> [Предложенный фрагмент]

Вторник, 29 мая 1877 года
<…>
Чем ближе к старости моя молодость, тем я становлюсь равнодушнее. Меня мало что волнует, а раньше волновало все; перечитывая свое прошлое, придаю чересчур много значения мелочам, потому что вижу, как они будоражили меня в свое время. Доверчивость и восприимчивость – подшерсток моего характера – быстро исчезли. Мне жаль свежести ощущений, тем более что она уже не вернется. Становишься спокойнее, но уже и радости прежней нет. Пожалуй, разочарование пришло ко мне слишком быстро. Если бы не оно, из меня бы вышло что-нибудь сверхъестественное, я чувствую. <…>
Среда, 30 мая 1877 года
<…>
Меня неприятно поражает собственная умудренность, но делать нечего, и когда я к этому привыкну, начну думать, что так и должно быть, и вновь поднимусь к той идеальной чистоте, которая всегда сохраняется где-нибудь в глубине души; более того, я стану спокойнее, горделивее, счастливее, потому что научусь ценить это свойство, а теперь я злюсь, словно не на себя, а на кого-то другого. Оказывается, та женщина, которая пишет, и та, которую я описываю, – разные существа. Какое дело мне до этих нравственных терзаний? Я отмечаю, анализирую, снимаю копию с повседневной жизни собственной персоны, но мне, мне самой, все это совершенно безразлично. Моя гордость, мое самолюбие, мои интересы, моя кожа, мои глаза страдают, плачут, радуются, но я только слежу, пишу, рассказываю и хладнокровно рассуждаю обо всех этих горестях – так, должно быть, Гулливер смотрел на своих лилипутов…
Многое еще хотелось бы сказать в свое оправдание, но довольно!

> [Исходные данные]
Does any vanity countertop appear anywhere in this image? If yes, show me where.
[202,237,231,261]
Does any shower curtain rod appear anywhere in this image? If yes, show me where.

> [Вопросы для разбора]
• a. Изложите содержание фрагмента дневника в двух предложениях.
• b. Продолжите фрагмент дневника с того места, на котором он заканчивается.
Данные в этой работе не используются.

> [Список ответов]
• a. Автор записей замечает, что с приближением старости становится равнодушнее: доверчивость и восприимчивость исчезли, и ей жаль свежести ощущений, которая уже не вернется. Она с неприятным удивлением признает собственную умудренность и приходит к выводу, что пишущая женщина и та, которую она описывает, — разные существа: одна страдает, плачет и радуется, а другая лишь хладнокровно следит, пишет и рассуждает.

• b.
Понедельник, 11 июня 1877 года
<…> Вчера вечером, покуда играли в карты, я сделала набросок при свете двух свечей, пламя которых чересчур колебалось от сквозняка, а сегодня утром перенесла набросок наших картежников на полотно. <…> Дух захватывает, до чего хочу написать четыре сидящие фигуры и передать положение рук и выражение лиц. Я до сих пор делала только отдельно головы, большие и маленькие, и довольствовалась тем, что усеивала ими полотно, как цветами.
<…>
Четверг, 21 июня 1877 года
<…>
Вот я и в Париже у г-жи Мертенс. Она так заботлива и предупредительна, что мне почти совестно. <…>
Пятница, 22 июня 1877 года
Началась кошмарная беготня по магазинам – но без нее нельзя. Если оставаться в Париже, надо полностью менять гардероб.
<…>
Мы были у доктора Фовеля, он шлет меня на две недели на лечение в Энгиен. Я послушаюсь, но… С таким ужасом взираю на свою болезнь, что предписанное доктором лечение кажется мне сущей безделицей и я не верю, что скоро выздоровею.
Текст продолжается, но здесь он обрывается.